What is needed: Carry on the discussion of screen DPI, EDID data, and GNOME's 96dpi default below, starting after its last sentence.

Selected passage:
-- START --
That does seem like the most likely fudge that'll happen, yes: we'll
probably wind up with three 'standard' DPIs (say 96, 200, and 300), all
hardware built to approximate one of these, and computers that only have
to guess which one is right.

> > It still seems to me that taking the EDID number if it seems reasonably
> > plausible and falling back to 96dpi otherwise is likely a better option.
> 
> I reiterate: X gives you the actual sizes (as best as we can guess) on
> the RANDR outputs.  The global "size" that we default to 96dpi is broken
> to rely on in any event, because X simply has no mechanism for updating
> it besides reconnecting to the display.

We started this thread off talking about GNOME, not X. I'm still
thinking about GNOME, not X, as the thing that effectively hardcodes
96dpi. It has the option to get the 'correct' (probably) DPI from X, but
chooses not to.

> > Your examples lean a lot on TVs and projectors, but are those really the
> > key use cases we have to consider? What about laptops and especially
> > tablets, whose resolutions are gradually moving upwards (in the laptop
> > case despite the underlying software problems, in the tablet case
> > because the underlying software doesn't have such a problem)? Is it
> > really a great idea, for instance, if we put Fedora 17 on a 1024x600, 7"
> > tablet and it comes up with zonking huge fonts all over the place?
> 
> I'm going to not mention the traditional monitors I've seen with bad
> EDID.  I'm going to not mention the laptops I've seen that report 0x0
> physical size, or something non-zero and fictitious.  I'm going to not
> mention the laptops where you simply don't get EDID, you get some subset
> buried in the video ROM, and you get to hope that it might have physical
> size encoded in it.  

You just did, sorry. ;) Hardware sucks. We know this. Fedora generally
takes the position that it's correct to engineer things properly and
regretfully explain that the hardware sucks when this causes problems,
not engineer hacks and bodges to account for broken hardware.

> I'm going to not mention that DPI is only
> approximately what you want anyway, and that you actually need to know
> dots per unit arc, which is a function of both display size and view
> distance.

Yeah, that's the fudgiest part, and why laptops can get away with going
as high as 150dpi (though I *do* quite frequently see people with
1366x768 or even 1600x900 laptops using them at 1024x768...headdesk). I
like to deal with that problem by not thinking about it too hard. ;)
Ironically, though, it's a reason not to worry about the TV case too
much, because TVs tend to have a sort of 'standard' dots per unit arc -
if you know that what you're dealing with is a TV you can make some
reasonably safe assumptions about how big you should paint stuff.
-- END --
Dataset excerpt:
-- START --
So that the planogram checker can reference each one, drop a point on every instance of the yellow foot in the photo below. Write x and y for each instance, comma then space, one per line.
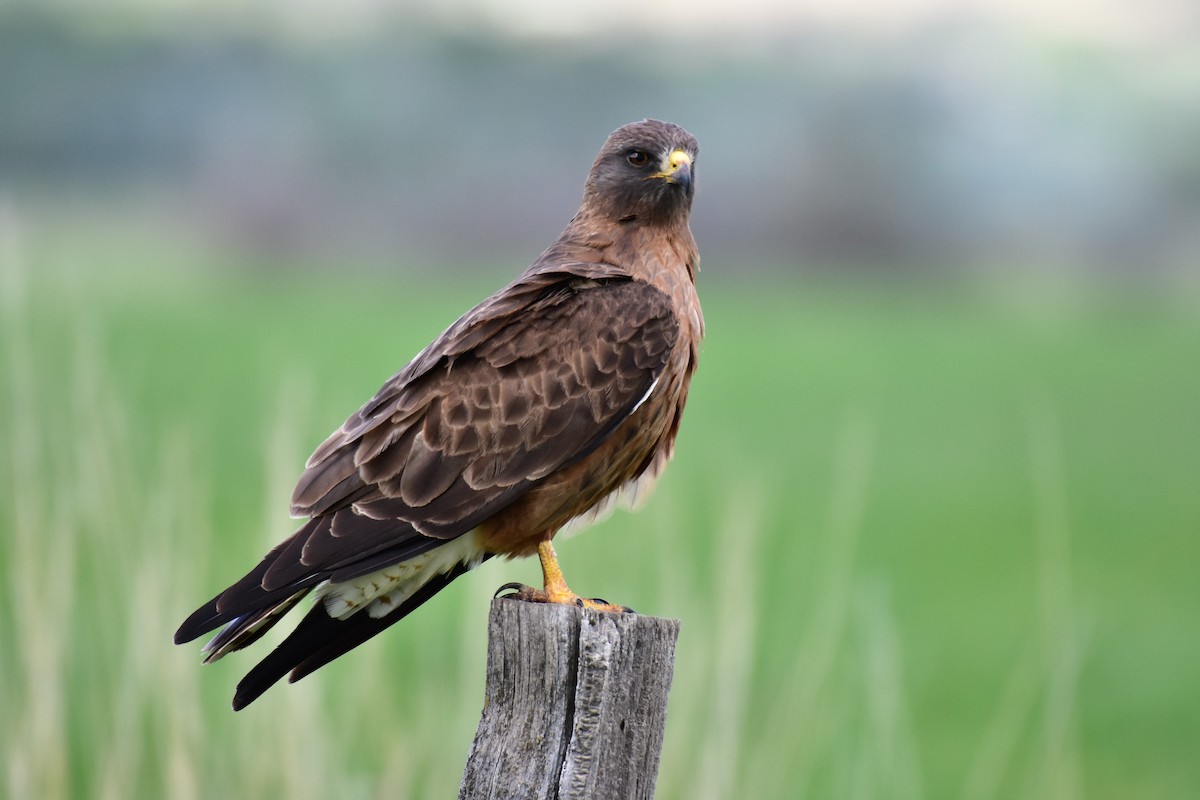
556, 591
534, 595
-- END --
Final result:
> I'm going to simply quote myself from another message in this thread:
> How people use this information is entirely not my concern.  My job is
> to get the pixels on the screen; it might be to try valiantly to tell
> you how big they are; it is not to decide if they're big enough.

Sure. I was not directing my message entirely at you personally, but at
the question of whether it's a good idea for GNOME to simply say '96dpi
is it'.

> I would caution you against thinking that there's some DPI revolution
> right around the corner.  That's the same fallacy that rages against the
> TV industry for "stalling" at 1080p.  Linear increases in DPI are
> quadratic increases in link bandwidth, and maxed-out single-link DVI
> (the source of the 1080p limit) is already a higher symbol rate than
> gigabit ethernet.

I actually think there is; TV is not 'stalled' at 1080p, there's clear
moves towards 4K (especially since, with 3D more or less tanking, it's
the next Great White Hope of TV manufacturers to get people to replace
their HDTVs). The 96dpi number has probably survived so long because it
happens to approximate what you get when you display 'HD' resolutions on
the size of monitor most people are happy to have on their desks - 720p
at 19-20", 1080p at 22-24" or so. Once 4K gets some market traction,
some marketing genius somewhere is going to realise there's money in
them thar hills - the first mover to sell a 4K, 22" monitor is going to
have a nice selling point that's easily understandable by consumers.
That's almost exactly 200dpi - my second 'magic density'. No-one's going
to get very far trying to sell people 45" desktop monitors - the kind of
size you'd need to get back down to ~100dpi at 4K resolutions. I don't
think the IC problem is going to hold anyone up for very long, there's a
new HDMI revision every Wednesday, seems like...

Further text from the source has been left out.